Stored data entries:
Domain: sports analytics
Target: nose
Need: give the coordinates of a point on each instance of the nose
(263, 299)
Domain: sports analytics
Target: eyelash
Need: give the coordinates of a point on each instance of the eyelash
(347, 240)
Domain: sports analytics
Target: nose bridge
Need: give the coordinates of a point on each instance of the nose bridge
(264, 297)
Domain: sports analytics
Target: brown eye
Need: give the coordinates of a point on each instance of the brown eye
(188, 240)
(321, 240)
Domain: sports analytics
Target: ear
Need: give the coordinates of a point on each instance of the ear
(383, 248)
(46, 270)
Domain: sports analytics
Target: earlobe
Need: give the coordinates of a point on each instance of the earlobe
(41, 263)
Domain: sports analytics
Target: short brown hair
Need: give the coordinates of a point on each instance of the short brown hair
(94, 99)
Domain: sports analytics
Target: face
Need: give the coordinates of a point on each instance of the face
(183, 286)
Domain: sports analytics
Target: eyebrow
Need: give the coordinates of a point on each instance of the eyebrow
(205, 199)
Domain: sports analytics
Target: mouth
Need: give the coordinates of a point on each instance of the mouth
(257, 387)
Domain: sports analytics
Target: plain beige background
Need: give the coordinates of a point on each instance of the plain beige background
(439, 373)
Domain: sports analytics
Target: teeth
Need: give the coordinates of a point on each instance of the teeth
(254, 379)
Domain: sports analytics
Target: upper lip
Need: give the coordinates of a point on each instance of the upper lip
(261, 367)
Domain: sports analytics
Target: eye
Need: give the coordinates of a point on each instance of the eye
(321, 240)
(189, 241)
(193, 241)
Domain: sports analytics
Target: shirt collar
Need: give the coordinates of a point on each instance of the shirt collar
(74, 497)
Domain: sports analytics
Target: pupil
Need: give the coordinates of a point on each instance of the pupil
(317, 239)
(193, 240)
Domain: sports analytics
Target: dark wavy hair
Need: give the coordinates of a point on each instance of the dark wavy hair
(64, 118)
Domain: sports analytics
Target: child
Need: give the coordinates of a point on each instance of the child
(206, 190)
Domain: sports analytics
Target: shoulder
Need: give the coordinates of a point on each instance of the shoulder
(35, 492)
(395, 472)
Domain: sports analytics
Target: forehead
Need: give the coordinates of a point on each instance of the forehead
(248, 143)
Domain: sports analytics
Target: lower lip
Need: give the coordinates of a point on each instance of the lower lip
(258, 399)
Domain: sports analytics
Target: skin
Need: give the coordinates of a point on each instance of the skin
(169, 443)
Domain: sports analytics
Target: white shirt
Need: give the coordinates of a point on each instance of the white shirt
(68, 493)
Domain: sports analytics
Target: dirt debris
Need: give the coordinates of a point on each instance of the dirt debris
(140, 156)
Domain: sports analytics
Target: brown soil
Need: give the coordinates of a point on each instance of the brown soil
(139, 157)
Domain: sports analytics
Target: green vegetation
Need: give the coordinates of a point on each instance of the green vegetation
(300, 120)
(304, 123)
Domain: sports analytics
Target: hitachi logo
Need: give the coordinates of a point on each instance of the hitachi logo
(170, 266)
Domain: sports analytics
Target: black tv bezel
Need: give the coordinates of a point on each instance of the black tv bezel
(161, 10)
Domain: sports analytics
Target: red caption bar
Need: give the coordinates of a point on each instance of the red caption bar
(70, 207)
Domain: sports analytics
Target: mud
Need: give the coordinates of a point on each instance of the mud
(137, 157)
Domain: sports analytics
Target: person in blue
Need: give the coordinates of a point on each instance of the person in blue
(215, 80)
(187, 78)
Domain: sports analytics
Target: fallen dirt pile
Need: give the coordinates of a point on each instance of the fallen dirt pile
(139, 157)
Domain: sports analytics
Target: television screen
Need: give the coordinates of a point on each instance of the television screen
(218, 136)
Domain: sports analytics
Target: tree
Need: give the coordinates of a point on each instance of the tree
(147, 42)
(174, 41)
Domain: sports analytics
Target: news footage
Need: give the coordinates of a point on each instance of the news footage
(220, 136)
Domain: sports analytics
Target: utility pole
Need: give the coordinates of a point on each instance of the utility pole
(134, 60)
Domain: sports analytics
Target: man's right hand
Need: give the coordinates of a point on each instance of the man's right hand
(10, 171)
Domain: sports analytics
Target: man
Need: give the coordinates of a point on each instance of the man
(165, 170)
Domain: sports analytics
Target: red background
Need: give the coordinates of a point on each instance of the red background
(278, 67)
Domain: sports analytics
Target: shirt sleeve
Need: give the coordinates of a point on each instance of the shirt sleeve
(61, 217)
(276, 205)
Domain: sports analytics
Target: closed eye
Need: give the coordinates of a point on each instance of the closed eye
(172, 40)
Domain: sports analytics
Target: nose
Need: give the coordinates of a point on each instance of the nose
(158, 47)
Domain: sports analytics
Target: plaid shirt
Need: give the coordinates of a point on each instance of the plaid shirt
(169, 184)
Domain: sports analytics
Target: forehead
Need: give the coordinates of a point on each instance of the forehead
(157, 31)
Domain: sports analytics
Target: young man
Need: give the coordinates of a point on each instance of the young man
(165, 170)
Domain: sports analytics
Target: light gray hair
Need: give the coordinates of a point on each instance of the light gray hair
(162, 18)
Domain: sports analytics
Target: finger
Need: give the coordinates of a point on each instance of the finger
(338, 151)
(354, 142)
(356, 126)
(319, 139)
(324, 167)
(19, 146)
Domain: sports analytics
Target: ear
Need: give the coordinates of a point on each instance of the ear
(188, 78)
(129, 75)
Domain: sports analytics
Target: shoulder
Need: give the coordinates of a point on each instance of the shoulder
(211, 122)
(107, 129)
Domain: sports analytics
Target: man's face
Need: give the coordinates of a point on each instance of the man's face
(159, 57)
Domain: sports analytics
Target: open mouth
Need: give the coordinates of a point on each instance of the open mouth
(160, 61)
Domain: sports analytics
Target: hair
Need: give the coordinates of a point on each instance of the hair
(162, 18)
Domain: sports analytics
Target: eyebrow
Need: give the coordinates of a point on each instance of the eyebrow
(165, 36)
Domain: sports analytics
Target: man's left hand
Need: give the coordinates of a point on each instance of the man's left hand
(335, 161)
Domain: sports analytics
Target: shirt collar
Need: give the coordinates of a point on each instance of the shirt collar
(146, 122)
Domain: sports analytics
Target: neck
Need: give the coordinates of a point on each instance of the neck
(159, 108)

Exercise: Each of the entries must be written out again exactly.

Answer to the problem:
Domain: sports analytics
Target: nose
Need: give the coordinates of a point on each instance of the nose
(263, 299)
Domain: sports analytics
Target: eyelash
Need: give the coordinates of a point on each instance of the eyelash
(347, 240)
Domain: sports analytics
Target: nose bridge
Need: give the coordinates of a point on each instance of the nose bridge
(264, 297)
Domain: sports analytics
Target: brown eye
Need: give the coordinates of a point on each instance of the brown eye
(188, 240)
(321, 240)
Domain: sports analytics
Target: ear
Need: give the coordinates of a point on each instance of the ear
(383, 248)
(46, 270)
Domain: sports analytics
Target: earlobe
Need: give the coordinates of a point on each instance of the earlobe
(41, 263)
Domain: sports analytics
Target: short brown hair
Need: give the coordinates of a point on each instance of the short brown hair
(94, 99)
Domain: sports analytics
Target: face
Need: give the coordinates of a point on each instance of the face
(183, 286)
Domain: sports analytics
Target: eyebrow
Need: give the coordinates of a point on each instance of the eyebrow
(205, 199)
Domain: sports analytics
Target: mouth
Need: give the coordinates of a point on each instance of the mouth
(257, 387)
Domain: sports analytics
Target: plain beige background
Need: give the coordinates of a point on each instance of the plain beige background
(439, 373)
Domain: sports analytics
Target: teeth
Need: give the coordinates of a point on each instance of the teeth
(254, 379)
Domain: sports analytics
Target: upper lip
Need: give the coordinates of a point on each instance of the upper lip
(261, 367)
Domain: sports analytics
Target: eye
Need: give the coordinates of a point on each instance of the eye
(321, 240)
(189, 241)
(193, 241)
Domain: sports analytics
Target: shirt collar
Need: give the coordinates of a point on each instance of the shirt collar
(74, 497)
Domain: sports analytics
Target: pupil
Need: give the coordinates of a point on each instance of the pupil
(317, 239)
(193, 240)
Domain: sports analytics
Target: dark wavy hair
Need: give the coordinates of a point on each instance of the dark wavy hair
(64, 118)
Domain: sports analytics
Target: child
Need: give the coordinates of a point on each instance of the child
(206, 190)
Domain: sports analytics
Target: shoulder
Need: give the coordinates of a point on each instance of the shoulder
(35, 492)
(395, 472)
Domain: sports analytics
Target: forehead
Need: give the coordinates of a point on each instance of the forehead
(248, 143)
Domain: sports analytics
Target: lower lip
Need: give the coordinates of a point on each instance of the lower lip
(258, 399)
Domain: sports analytics
Target: skin
Need: give the coordinates of a point on each instance of the skin
(169, 443)
Domain: sports analytics
Target: white shirt
Need: give the coordinates of a point on each instance of the white shirt
(68, 493)
Domain: sports analytics
Target: dirt debris
Need: give the coordinates of a point on each instance of the dirt debris
(140, 156)
Domain: sports analytics
Target: brown soil
Need: give the coordinates of a point on each instance of the brown soil
(139, 157)
Domain: sports analytics
Target: green vegetation
Need: give the coordinates of a point on each instance of the green vegetation
(300, 120)
(304, 123)
Domain: sports analytics
Target: hitachi logo
Need: give the coordinates of a point on each instance of the hitachi logo
(170, 266)
Domain: sports analytics
Target: black tv bezel
Need: give the coordinates of a point on each instance of the black tv bezel
(161, 10)
Domain: sports analytics
Target: red caption bar
Need: give the coordinates of a point on each instance of the red caption bar
(70, 207)
Domain: sports analytics
Target: mud
Need: give the coordinates of a point on each instance of the mud
(137, 157)
Domain: sports analytics
Target: person in blue
Need: give the coordinates of a point on each instance of the person in blue
(215, 80)
(187, 78)
Domain: sports analytics
Target: fallen dirt pile
Need: give the coordinates of a point on each instance of the fallen dirt pile
(139, 157)
Domain: sports analytics
Target: television screen
Need: give the coordinates of a point on each instance of the television screen
(218, 136)
Domain: sports analytics
Target: tree
Need: give the coordinates of a point on each instance of the tree
(147, 42)
(174, 41)
Domain: sports analytics
Target: news footage
Need: give the coordinates of a point on each instance of the news footage
(220, 136)
Domain: sports analytics
Target: utility pole
Need: give the coordinates of a point on each instance of the utility pole
(134, 60)
Domain: sports analytics
Target: man's right hand
Need: give the coordinates of a point on each instance of the man's right hand
(10, 171)
Domain: sports analytics
Target: man
Need: give the coordinates of a point on each instance of the man
(165, 170)
Domain: sports analytics
Target: red background
Need: give the coordinates of a point on each instance of the red background
(278, 67)
Domain: sports analytics
Target: shirt sleeve
Need: give the coordinates of a point on each instance of the shirt sleeve
(61, 217)
(276, 205)
Domain: sports analytics
Target: closed eye
Need: give the coordinates of a point on each instance of the closed eye
(172, 40)
Domain: sports analytics
Target: nose
Need: give the coordinates of a point on each instance of the nose
(158, 47)
Domain: sports analytics
Target: plaid shirt
Need: give the coordinates of a point on each instance of the plaid shirt
(169, 184)
Domain: sports analytics
Target: forehead
Need: give the coordinates of a point on each instance of the forehead
(157, 31)
Domain: sports analytics
Target: young man
Need: give the coordinates of a point on each instance of the young man
(165, 170)
Domain: sports analytics
Target: light gray hair
Need: give the coordinates of a point on each instance of the light gray hair
(162, 18)
Domain: sports analytics
Target: finger
Need: give the coordinates of a point on each instance of the finger
(338, 151)
(354, 142)
(356, 126)
(319, 139)
(324, 167)
(19, 146)
Domain: sports analytics
Target: ear
Need: give the coordinates of a point on each instance of the ear
(188, 78)
(129, 75)
Domain: sports analytics
Target: shoulder
Need: give the coordinates of a point on each instance of the shoulder
(211, 122)
(107, 129)
Domain: sports analytics
Target: man's face
Need: give the coordinates of a point on each instance of the man's face
(159, 57)
Domain: sports analytics
Target: open mouth
Need: give the coordinates of a point on each instance of the open mouth
(160, 61)
Domain: sports analytics
Target: hair
Need: give the coordinates of a point on each instance of the hair
(162, 18)
Domain: sports analytics
Target: eyebrow
Need: give the coordinates of a point on each instance of the eyebrow
(165, 36)
Domain: sports analytics
Target: man's left hand
Need: give the coordinates of a point on each instance of the man's left hand
(335, 161)
Domain: sports analytics
Target: shirt collar
Need: give the coordinates of a point on each instance of the shirt collar
(146, 122)
Domain: sports analytics
Target: neck
Need: give the coordinates of a point on each instance of the neck
(159, 108)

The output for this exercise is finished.